**THE EXERCISE:** Set down the records once more, please, exactly and with the pictures left out.

BEGIN RECORDS PROVIDED

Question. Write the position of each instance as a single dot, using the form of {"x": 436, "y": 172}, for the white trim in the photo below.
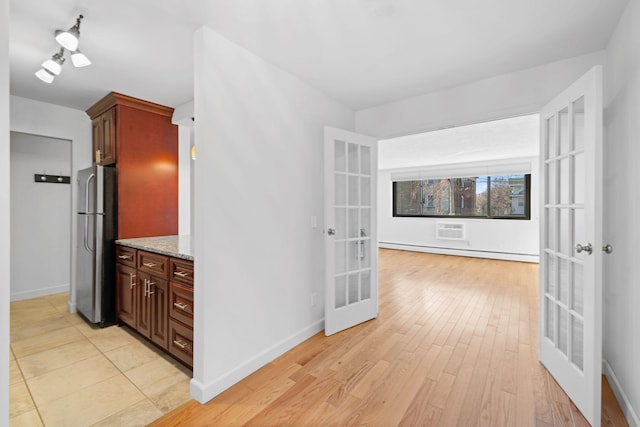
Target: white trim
{"x": 516, "y": 165}
{"x": 205, "y": 392}
{"x": 461, "y": 252}
{"x": 623, "y": 400}
{"x": 34, "y": 293}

END RECORDS PROVIDED

**RESULT FOR THIS EXERCISE:**
Question. Write the position of each instance as a single dot, using the form of {"x": 436, "y": 172}, for the white trim in the photo below.
Target: white trim
{"x": 516, "y": 165}
{"x": 205, "y": 392}
{"x": 461, "y": 252}
{"x": 623, "y": 400}
{"x": 34, "y": 293}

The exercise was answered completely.